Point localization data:
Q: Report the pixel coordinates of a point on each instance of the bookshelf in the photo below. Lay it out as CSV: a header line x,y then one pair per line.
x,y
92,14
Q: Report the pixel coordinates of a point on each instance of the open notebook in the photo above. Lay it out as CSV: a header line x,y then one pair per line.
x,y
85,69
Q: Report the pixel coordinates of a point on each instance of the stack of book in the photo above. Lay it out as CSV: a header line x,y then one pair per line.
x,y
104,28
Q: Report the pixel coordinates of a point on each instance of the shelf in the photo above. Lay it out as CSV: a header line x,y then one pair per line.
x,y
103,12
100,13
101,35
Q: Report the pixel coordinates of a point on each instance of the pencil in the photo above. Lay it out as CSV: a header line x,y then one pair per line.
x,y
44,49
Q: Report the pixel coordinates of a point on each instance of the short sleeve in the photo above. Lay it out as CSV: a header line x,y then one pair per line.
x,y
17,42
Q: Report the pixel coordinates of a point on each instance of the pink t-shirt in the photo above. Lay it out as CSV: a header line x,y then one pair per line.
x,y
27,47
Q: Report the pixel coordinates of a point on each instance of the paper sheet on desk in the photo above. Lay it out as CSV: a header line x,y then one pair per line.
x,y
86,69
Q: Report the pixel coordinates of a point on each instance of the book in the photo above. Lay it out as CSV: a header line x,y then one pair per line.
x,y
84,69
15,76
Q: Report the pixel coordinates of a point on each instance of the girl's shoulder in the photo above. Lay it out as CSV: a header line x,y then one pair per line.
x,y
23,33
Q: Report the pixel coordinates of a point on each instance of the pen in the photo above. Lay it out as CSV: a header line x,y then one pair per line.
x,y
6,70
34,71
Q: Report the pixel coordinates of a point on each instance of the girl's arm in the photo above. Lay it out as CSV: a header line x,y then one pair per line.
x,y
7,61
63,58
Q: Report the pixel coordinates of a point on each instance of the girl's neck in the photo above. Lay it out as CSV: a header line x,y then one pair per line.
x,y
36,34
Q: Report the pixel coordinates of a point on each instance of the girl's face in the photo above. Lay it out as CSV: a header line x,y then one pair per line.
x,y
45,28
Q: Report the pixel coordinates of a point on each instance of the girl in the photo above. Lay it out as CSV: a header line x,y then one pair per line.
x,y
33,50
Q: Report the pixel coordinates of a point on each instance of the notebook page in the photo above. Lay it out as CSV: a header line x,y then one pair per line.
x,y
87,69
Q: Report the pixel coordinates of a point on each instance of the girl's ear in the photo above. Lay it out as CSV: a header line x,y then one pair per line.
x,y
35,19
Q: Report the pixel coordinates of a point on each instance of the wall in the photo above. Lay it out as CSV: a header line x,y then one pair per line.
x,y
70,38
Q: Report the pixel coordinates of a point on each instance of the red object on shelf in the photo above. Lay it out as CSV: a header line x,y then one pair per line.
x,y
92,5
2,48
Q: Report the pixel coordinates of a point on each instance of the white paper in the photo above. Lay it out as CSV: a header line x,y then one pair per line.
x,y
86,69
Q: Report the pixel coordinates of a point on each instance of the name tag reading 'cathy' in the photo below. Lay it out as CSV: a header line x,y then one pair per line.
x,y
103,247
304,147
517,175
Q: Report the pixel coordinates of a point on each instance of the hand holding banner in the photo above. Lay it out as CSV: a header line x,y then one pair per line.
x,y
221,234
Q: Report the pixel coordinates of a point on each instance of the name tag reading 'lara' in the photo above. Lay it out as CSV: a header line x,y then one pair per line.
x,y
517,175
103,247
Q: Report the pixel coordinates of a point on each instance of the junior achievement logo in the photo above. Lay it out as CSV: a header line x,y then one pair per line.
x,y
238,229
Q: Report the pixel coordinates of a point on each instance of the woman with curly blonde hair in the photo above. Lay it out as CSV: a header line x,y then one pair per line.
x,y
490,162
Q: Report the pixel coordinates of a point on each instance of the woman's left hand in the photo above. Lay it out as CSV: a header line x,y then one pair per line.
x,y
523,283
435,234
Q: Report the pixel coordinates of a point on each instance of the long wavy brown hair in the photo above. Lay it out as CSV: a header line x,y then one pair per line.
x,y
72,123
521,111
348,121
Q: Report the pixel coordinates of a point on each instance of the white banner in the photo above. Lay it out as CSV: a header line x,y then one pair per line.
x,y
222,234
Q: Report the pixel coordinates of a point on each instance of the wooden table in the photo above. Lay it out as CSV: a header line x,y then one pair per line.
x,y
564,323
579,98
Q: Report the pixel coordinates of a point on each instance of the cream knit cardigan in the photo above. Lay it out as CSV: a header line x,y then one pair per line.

PROMPT: What do the lines from the one with "the white banner" through the last line of the entries say? Print them word for word, both ends included, and nothing else.

FINISHED TASK:
Q: Report the pixel coordinates of a point on each instance of the white banner in the photo above. Lay it out as CSV: a header line x,y then one pair per line.
x,y
222,234
Q: Report the pixel coordinates of a point on each instance of the wooden table in the photo above. Lay it out as CSV: a header line x,y then one pair per line.
x,y
564,323
579,98
Q: Report the pixel coordinates of a point on each instance of the cream knit cardigan in the photo above. Lay it out as CSV: a header line x,y then one pair per line.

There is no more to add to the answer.